→ Source extract
Stanford University

News Service


NEWS RELEASE

10/28/98

CONTACT: Kathleen O'Toole, News Service (650) 725-1939;

e-mail kathleen.otoole@stanford.edu

Energy industry reform set back, not stopped, by financial turmoil

"If we build it, they will come."

That was the mantra for the energy industry until six months ago. It was based on a global economy in which investors lined up to build or buy energy plants to serve a worldwide population eager for economic growth.

Today, the trends toward privatization and deregulation of the energy industry have been slowed but not stopped by the Asian financial crisis, four representatives of the industry told a Stanford audience. The occasion was a day-long conference on the "winners and losers" of globalization sponsored by the Institute for International Studies and the Bechtel Group Inc., a worldwide construction company that began life in California 100 years ago.

→ Complete the following
1. According to the news release, what slowed the trends toward privatization and deregulation of the energy industry?
2. List each piece of information in the news release's contact line and the e-mail line that follows it.

→ Extracted records
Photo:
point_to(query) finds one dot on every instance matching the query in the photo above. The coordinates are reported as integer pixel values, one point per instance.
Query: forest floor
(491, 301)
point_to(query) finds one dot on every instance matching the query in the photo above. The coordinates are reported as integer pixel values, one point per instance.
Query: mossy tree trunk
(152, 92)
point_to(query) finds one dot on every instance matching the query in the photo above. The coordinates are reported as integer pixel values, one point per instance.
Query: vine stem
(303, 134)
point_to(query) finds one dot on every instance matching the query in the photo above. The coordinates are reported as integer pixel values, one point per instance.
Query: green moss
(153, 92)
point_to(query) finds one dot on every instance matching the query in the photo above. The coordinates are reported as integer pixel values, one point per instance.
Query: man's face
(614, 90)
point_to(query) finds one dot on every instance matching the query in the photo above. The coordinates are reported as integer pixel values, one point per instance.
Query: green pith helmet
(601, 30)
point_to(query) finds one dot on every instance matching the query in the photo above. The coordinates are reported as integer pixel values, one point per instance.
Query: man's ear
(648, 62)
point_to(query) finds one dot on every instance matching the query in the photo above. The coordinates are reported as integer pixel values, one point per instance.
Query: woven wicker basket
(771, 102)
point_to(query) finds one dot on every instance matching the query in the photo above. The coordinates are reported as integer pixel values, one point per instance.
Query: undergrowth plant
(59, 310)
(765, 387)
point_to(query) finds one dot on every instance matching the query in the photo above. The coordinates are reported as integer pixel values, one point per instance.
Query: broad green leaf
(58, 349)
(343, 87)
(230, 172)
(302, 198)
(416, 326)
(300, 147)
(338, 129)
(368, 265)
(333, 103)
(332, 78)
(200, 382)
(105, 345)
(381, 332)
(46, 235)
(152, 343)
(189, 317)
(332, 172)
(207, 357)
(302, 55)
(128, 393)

→ Results for the exercise
1. The Asian financial crisis.

2. Kathleen O'Toole; News Service; (650) 725-1939; kathleen.otoole@stanford.edu